= Records =
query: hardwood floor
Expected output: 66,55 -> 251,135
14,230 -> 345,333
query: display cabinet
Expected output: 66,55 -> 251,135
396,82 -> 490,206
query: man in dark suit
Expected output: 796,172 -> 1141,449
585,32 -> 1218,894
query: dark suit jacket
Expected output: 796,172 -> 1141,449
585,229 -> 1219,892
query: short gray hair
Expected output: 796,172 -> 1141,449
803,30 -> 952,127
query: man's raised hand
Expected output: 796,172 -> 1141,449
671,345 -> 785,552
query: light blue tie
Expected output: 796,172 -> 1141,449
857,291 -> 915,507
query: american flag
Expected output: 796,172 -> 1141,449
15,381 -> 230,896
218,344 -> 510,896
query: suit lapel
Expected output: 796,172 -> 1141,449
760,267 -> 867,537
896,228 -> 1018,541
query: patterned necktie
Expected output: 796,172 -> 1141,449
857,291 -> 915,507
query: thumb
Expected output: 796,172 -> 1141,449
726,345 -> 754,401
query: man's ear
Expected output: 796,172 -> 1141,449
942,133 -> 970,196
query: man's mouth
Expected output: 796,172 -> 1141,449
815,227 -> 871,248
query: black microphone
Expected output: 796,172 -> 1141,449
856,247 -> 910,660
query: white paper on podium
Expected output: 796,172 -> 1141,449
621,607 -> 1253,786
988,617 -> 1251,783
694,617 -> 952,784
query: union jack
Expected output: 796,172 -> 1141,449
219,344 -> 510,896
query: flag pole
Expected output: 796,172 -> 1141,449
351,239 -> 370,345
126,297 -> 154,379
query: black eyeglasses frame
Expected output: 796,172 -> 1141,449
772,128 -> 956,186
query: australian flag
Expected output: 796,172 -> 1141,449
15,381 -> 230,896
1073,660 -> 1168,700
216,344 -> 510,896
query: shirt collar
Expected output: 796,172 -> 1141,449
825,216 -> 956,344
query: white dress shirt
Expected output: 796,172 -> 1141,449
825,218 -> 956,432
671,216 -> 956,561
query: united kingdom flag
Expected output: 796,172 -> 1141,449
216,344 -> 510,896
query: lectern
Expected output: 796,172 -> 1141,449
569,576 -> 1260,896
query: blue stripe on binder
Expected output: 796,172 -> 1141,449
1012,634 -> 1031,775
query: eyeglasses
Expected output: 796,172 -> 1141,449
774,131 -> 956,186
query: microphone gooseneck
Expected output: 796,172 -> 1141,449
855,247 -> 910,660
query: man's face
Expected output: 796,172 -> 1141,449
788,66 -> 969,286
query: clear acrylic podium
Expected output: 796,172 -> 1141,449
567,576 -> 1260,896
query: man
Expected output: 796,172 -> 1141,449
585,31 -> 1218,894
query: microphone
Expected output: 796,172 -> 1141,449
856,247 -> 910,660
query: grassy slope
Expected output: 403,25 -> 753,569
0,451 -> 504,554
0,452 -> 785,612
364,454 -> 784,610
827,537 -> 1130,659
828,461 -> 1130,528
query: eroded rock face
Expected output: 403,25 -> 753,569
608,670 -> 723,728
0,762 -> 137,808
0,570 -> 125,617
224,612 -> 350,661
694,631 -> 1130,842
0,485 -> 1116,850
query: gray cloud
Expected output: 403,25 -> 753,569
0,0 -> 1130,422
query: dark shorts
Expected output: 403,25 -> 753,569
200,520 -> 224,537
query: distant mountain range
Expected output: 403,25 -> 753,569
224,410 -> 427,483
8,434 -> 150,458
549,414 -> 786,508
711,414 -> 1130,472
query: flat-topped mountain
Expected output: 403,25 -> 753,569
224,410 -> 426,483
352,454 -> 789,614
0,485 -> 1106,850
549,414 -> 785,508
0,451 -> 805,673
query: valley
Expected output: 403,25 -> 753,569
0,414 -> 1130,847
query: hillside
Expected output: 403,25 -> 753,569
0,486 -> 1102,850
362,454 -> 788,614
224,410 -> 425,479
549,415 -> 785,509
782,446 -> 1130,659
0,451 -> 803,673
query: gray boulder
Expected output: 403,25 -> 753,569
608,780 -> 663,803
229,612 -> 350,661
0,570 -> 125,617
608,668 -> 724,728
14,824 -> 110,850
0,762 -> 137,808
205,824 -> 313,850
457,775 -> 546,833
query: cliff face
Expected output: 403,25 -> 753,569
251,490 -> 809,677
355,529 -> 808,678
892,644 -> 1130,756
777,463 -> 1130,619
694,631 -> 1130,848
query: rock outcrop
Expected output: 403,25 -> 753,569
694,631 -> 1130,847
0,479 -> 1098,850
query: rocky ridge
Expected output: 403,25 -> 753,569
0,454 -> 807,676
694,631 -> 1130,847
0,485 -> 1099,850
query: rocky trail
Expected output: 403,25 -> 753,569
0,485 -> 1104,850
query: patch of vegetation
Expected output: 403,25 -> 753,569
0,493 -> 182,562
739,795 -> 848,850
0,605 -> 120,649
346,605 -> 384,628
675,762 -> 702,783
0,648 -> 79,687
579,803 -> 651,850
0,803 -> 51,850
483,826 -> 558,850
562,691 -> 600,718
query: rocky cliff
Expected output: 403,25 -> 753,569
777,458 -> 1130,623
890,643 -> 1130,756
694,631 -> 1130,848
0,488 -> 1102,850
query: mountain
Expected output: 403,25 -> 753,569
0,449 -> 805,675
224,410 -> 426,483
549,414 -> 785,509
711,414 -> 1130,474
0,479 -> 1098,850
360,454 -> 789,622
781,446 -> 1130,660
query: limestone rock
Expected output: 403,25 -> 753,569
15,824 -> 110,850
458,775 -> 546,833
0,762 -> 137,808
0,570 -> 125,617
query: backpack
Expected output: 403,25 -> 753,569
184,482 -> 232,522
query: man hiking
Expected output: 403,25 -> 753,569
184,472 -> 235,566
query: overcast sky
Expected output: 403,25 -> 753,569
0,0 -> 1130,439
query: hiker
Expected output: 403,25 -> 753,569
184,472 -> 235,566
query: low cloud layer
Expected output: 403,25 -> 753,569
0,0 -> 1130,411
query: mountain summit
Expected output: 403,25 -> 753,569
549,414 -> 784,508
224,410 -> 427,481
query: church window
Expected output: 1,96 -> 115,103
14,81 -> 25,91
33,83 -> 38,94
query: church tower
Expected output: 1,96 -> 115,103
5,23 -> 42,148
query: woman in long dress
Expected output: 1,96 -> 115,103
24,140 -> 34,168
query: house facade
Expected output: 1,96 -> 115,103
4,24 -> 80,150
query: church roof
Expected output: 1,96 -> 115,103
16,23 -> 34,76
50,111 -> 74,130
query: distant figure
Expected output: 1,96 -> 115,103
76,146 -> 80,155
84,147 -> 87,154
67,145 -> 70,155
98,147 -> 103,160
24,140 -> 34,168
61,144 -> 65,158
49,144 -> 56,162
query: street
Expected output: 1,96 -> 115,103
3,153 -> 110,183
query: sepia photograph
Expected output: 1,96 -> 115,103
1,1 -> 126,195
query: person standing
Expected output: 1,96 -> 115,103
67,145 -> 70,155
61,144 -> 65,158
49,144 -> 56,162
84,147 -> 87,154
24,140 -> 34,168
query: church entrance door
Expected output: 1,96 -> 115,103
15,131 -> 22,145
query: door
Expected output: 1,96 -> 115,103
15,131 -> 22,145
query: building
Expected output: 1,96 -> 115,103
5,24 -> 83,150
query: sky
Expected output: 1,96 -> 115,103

= Short problem =
Turn every line of the data above into a Markdown table with two columns, Row for a running row number and Line for the line itself. Leave out any blank lines.

= Written answer =
| Row | Line |
|---|---|
| 1 | query: hardwood floor |
| 2 | Expected output: 66,55 -> 251,135 |
| 3 | 14,230 -> 345,333 |
| 4 | query: display cabinet |
| 5 | Expected output: 66,55 -> 251,135 |
| 6 | 396,82 -> 490,206 |
| 7 | query: man in dark suit |
| 8 | Expected output: 796,172 -> 1141,449 |
| 9 | 585,32 -> 1218,894 |
| 10 | query: dark suit jacket |
| 11 | Expected output: 796,172 -> 1141,449 |
| 12 | 585,229 -> 1219,892 |
| 13 | query: short gray hair |
| 14 | Expected output: 796,172 -> 1141,449 |
| 15 | 803,30 -> 952,127 |
| 16 | query: man's raised hand |
| 17 | Expected output: 796,172 -> 1141,449 |
| 18 | 671,345 -> 785,552 |
| 19 | query: light blue tie |
| 20 | Expected output: 796,172 -> 1141,449 |
| 21 | 857,291 -> 915,507 |
| 22 | query: american flag |
| 23 | Expected output: 796,172 -> 1141,449 |
| 24 | 15,381 -> 230,896 |
| 25 | 218,344 -> 510,896 |
| 26 | query: suit lapel |
| 27 | Expected output: 796,172 -> 1141,449 |
| 28 | 760,267 -> 867,537 |
| 29 | 896,228 -> 1018,541 |
| 30 | query: patterned necktie |
| 31 | Expected output: 796,172 -> 1141,449 |
| 32 | 857,291 -> 915,507 |
| 33 | query: thumb |
| 34 | Expected output: 796,172 -> 1141,449 |
| 35 | 726,345 -> 754,401 |
| 36 | query: man's ear |
| 37 | Expected output: 796,172 -> 1141,449 |
| 38 | 942,133 -> 970,196 |
| 39 | query: man's mouth |
| 40 | Expected output: 796,172 -> 1141,449 |
| 41 | 815,227 -> 871,248 |
| 42 | query: black microphone |
| 43 | Expected output: 796,172 -> 1141,449 |
| 44 | 856,247 -> 910,660 |
| 45 | query: white paper on podium |
| 46 | Expected output: 796,172 -> 1141,449 |
| 47 | 621,607 -> 1253,786 |
| 48 | 988,617 -> 1251,783 |
| 49 | 694,617 -> 952,784 |
| 50 | query: union jack |
| 51 | Expected output: 796,172 -> 1141,449 |
| 52 | 219,344 -> 510,896 |
| 53 | query: flag pole |
| 54 | Expected output: 796,172 -> 1141,449 |
| 55 | 351,239 -> 370,345 |
| 56 | 126,297 -> 154,379 |
| 57 | query: black eyeglasses frame |
| 58 | Expected output: 796,172 -> 1141,449 |
| 59 | 772,128 -> 956,186 |
| 60 | query: australian flag |
| 61 | Expected output: 796,172 -> 1141,449 |
| 62 | 15,381 -> 230,896 |
| 63 | 1073,660 -> 1168,700 |
| 64 | 216,344 -> 510,896 |
| 65 | query: shirt collar |
| 66 | Expected output: 796,172 -> 1141,449 |
| 67 | 825,216 -> 956,344 |
| 68 | query: white dress shirt |
| 69 | Expected output: 796,172 -> 1141,449 |
| 70 | 825,218 -> 956,432 |
| 71 | 671,216 -> 956,561 |
| 72 | query: united kingdom flag |
| 73 | Expected output: 796,172 -> 1141,449 |
| 74 | 216,344 -> 510,896 |
| 75 | query: lectern |
| 76 | Expected output: 796,172 -> 1141,449 |
| 77 | 569,576 -> 1260,896 |
| 78 | query: blue stripe on binder |
| 79 | Expected output: 796,172 -> 1141,449 |
| 80 | 1012,634 -> 1031,775 |
| 81 | query: eyeglasses |
| 82 | Expected output: 796,172 -> 1141,449 |
| 83 | 774,131 -> 956,186 |
| 84 | query: microphone gooseneck |
| 85 | Expected output: 796,172 -> 1141,449 |
| 86 | 855,247 -> 910,660 |
| 87 | query: man's face |
| 88 | Expected output: 796,172 -> 1141,449 |
| 89 | 788,66 -> 969,286 |
| 90 | query: clear acrylic podium |
| 91 | Expected output: 796,172 -> 1141,449 |
| 92 | 567,576 -> 1260,896 |
| 93 | query: man |
| 94 | Expected output: 796,172 -> 1141,449 |
| 95 | 585,31 -> 1218,894 |
| 96 | query: microphone |
| 97 | Expected output: 796,172 -> 1141,449 |
| 98 | 856,247 -> 910,660 |
| 99 | query: grassy slope |
| 100 | Expected output: 403,25 -> 753,569 |
| 101 | 0,451 -> 504,554 |
| 102 | 0,452 -> 785,612 |
| 103 | 364,454 -> 784,610 |
| 104 | 827,537 -> 1130,659 |
| 105 | 828,461 -> 1130,528 |
| 106 | query: eroded rock face |
| 107 | Expected output: 403,25 -> 753,569 |
| 108 | 608,670 -> 723,728 |
| 109 | 0,762 -> 137,808 |
| 110 | 0,570 -> 125,617 |
| 111 | 224,612 -> 350,661 |
| 112 | 694,631 -> 1130,842 |
| 113 | 0,485 -> 1116,850 |
| 114 | query: gray cloud |
| 115 | Expected output: 403,25 -> 753,569 |
| 116 | 0,0 -> 1130,422 |
| 117 | query: dark shorts |
| 118 | Expected output: 403,25 -> 753,569 |
| 119 | 200,520 -> 224,537 |
| 120 | query: distant mountain range |
| 121 | Expected output: 403,25 -> 753,569 |
| 122 | 224,410 -> 427,483 |
| 123 | 8,434 -> 150,458 |
| 124 | 549,414 -> 786,508 |
| 125 | 711,414 -> 1130,472 |
| 126 | query: flat-topped mountain |
| 127 | Expected output: 403,25 -> 753,569 |
| 128 | 224,410 -> 426,483 |
| 129 | 352,454 -> 789,614 |
| 130 | 0,485 -> 1106,850 |
| 131 | 549,414 -> 785,508 |
| 132 | 0,451 -> 805,673 |
| 133 | query: valley |
| 134 | Expected output: 403,25 -> 753,569 |
| 135 | 0,414 -> 1130,847 |
| 136 | query: hillside |
| 137 | Expected output: 403,25 -> 753,569 |
| 138 | 0,486 -> 1102,850 |
| 139 | 362,454 -> 788,614 |
| 140 | 224,410 -> 425,479 |
| 141 | 549,415 -> 785,509 |
| 142 | 782,446 -> 1130,659 |
| 143 | 0,451 -> 803,673 |
| 144 | query: gray boulder |
| 145 | Expected output: 403,25 -> 753,569 |
| 146 | 608,780 -> 663,803 |
| 147 | 229,612 -> 350,661 |
| 148 | 0,570 -> 125,617 |
| 149 | 608,668 -> 724,728 |
| 150 | 14,824 -> 110,850 |
| 151 | 0,762 -> 137,808 |
| 152 | 205,824 -> 313,850 |
| 153 | 457,775 -> 546,833 |
| 154 | query: cliff face |
| 155 | Expected output: 403,25 -> 753,569 |
| 156 | 251,490 -> 809,677 |
| 157 | 355,529 -> 808,678 |
| 158 | 892,644 -> 1130,756 |
| 159 | 777,463 -> 1130,619 |
| 160 | 694,631 -> 1130,848 |
| 161 | query: rock outcrop |
| 162 | Expected output: 403,25 -> 753,569 |
| 163 | 694,631 -> 1130,847 |
| 164 | 0,479 -> 1098,850 |
| 165 | query: rocky ridge |
| 166 | Expected output: 403,25 -> 753,569 |
| 167 | 0,454 -> 807,676 |
| 168 | 694,631 -> 1130,847 |
| 169 | 0,485 -> 1099,850 |
| 170 | query: rocky trail |
| 171 | Expected output: 403,25 -> 753,569 |
| 172 | 0,485 -> 1104,850 |
| 173 | query: patch of vegetation |
| 174 | Expected output: 403,25 -> 753,569 |
| 175 | 0,493 -> 182,562 |
| 176 | 739,795 -> 848,850 |
| 177 | 0,605 -> 120,649 |
| 178 | 346,605 -> 384,628 |
| 179 | 675,762 -> 702,783 |
| 180 | 0,648 -> 79,687 |
| 181 | 579,803 -> 651,850 |
| 182 | 0,803 -> 51,850 |
| 183 | 483,826 -> 558,850 |
| 184 | 562,691 -> 600,718 |
| 185 | query: rocky cliff |
| 186 | Expected output: 403,25 -> 753,569 |
| 187 | 777,458 -> 1130,623 |
| 188 | 890,643 -> 1130,756 |
| 189 | 694,631 -> 1130,848 |
| 190 | 0,488 -> 1102,850 |
| 191 | query: mountain |
| 192 | Expected output: 403,25 -> 753,569 |
| 193 | 0,449 -> 805,675 |
| 194 | 224,410 -> 426,483 |
| 195 | 549,414 -> 785,509 |
| 196 | 711,414 -> 1130,474 |
| 197 | 0,479 -> 1098,850 |
| 198 | 360,454 -> 789,622 |
| 199 | 781,446 -> 1130,660 |
| 200 | query: limestone rock |
| 201 | Expected output: 403,25 -> 753,569 |
| 202 | 15,824 -> 110,850 |
| 203 | 458,775 -> 546,833 |
| 204 | 0,762 -> 137,808 |
| 205 | 0,570 -> 125,617 |
| 206 | query: backpack |
| 207 | Expected output: 403,25 -> 753,569 |
| 208 | 184,482 -> 232,522 |
| 209 | query: man hiking |
| 210 | Expected output: 403,25 -> 753,569 |
| 211 | 184,472 -> 235,566 |
| 212 | query: overcast sky |
| 213 | Expected output: 403,25 -> 753,569 |
| 214 | 0,0 -> 1130,439 |
| 215 | query: hiker |
| 216 | Expected output: 403,25 -> 753,569 |
| 217 | 184,472 -> 235,566 |
| 218 | query: low cloud layer |
| 219 | Expected output: 403,25 -> 753,569 |
| 220 | 0,0 -> 1130,411 |
| 221 | query: mountain summit |
| 222 | Expected output: 403,25 -> 753,569 |
| 223 | 549,414 -> 784,508 |
| 224 | 224,410 -> 427,481 |
| 225 | query: church window |
| 226 | Expected output: 1,96 -> 115,103 |
| 227 | 14,81 -> 25,91 |
| 228 | 33,83 -> 38,94 |
| 229 | query: church tower |
| 230 | Expected output: 1,96 -> 115,103 |
| 231 | 5,23 -> 42,148 |
| 232 | query: woman in long dress |
| 233 | Expected output: 1,96 -> 115,103 |
| 234 | 24,140 -> 34,168 |
| 235 | query: house facade |
| 236 | Expected output: 1,96 -> 115,103 |
| 237 | 4,24 -> 80,150 |
| 238 | query: church roof |
| 239 | Expected output: 1,96 -> 115,103 |
| 240 | 16,23 -> 34,76 |
| 241 | 50,111 -> 74,130 |
| 242 | query: distant figure |
| 243 | Expected output: 1,96 -> 115,103 |
| 244 | 76,146 -> 80,155 |
| 245 | 84,147 -> 87,154 |
| 246 | 67,145 -> 70,155 |
| 247 | 98,147 -> 103,160 |
| 248 | 24,140 -> 34,168 |
| 249 | 61,144 -> 65,158 |
| 250 | 49,144 -> 56,162 |
| 251 | query: street |
| 252 | Expected output: 1,96 -> 115,103 |
| 253 | 3,153 -> 110,183 |
| 254 | query: sepia photograph |
| 255 | Expected output: 1,96 -> 115,103 |
| 256 | 1,1 -> 126,195 |
| 257 | query: person standing |
| 258 | Expected output: 1,96 -> 115,103 |
| 259 | 67,145 -> 70,155 |
| 260 | 61,144 -> 65,158 |
| 261 | 49,144 -> 56,162 |
| 262 | 84,147 -> 87,154 |
| 263 | 24,140 -> 34,168 |
| 264 | query: church entrance door |
| 265 | Expected output: 1,96 -> 115,103 |
| 266 | 15,131 -> 22,145 |
| 267 | query: door |
| 268 | Expected output: 1,96 -> 115,103 |
| 269 | 15,131 -> 22,145 |
| 270 | query: building |
| 271 | Expected output: 1,96 -> 115,103 |
| 272 | 5,24 -> 83,150 |
| 273 | query: sky |
| 274 | Expected output: 1,96 -> 115,103 |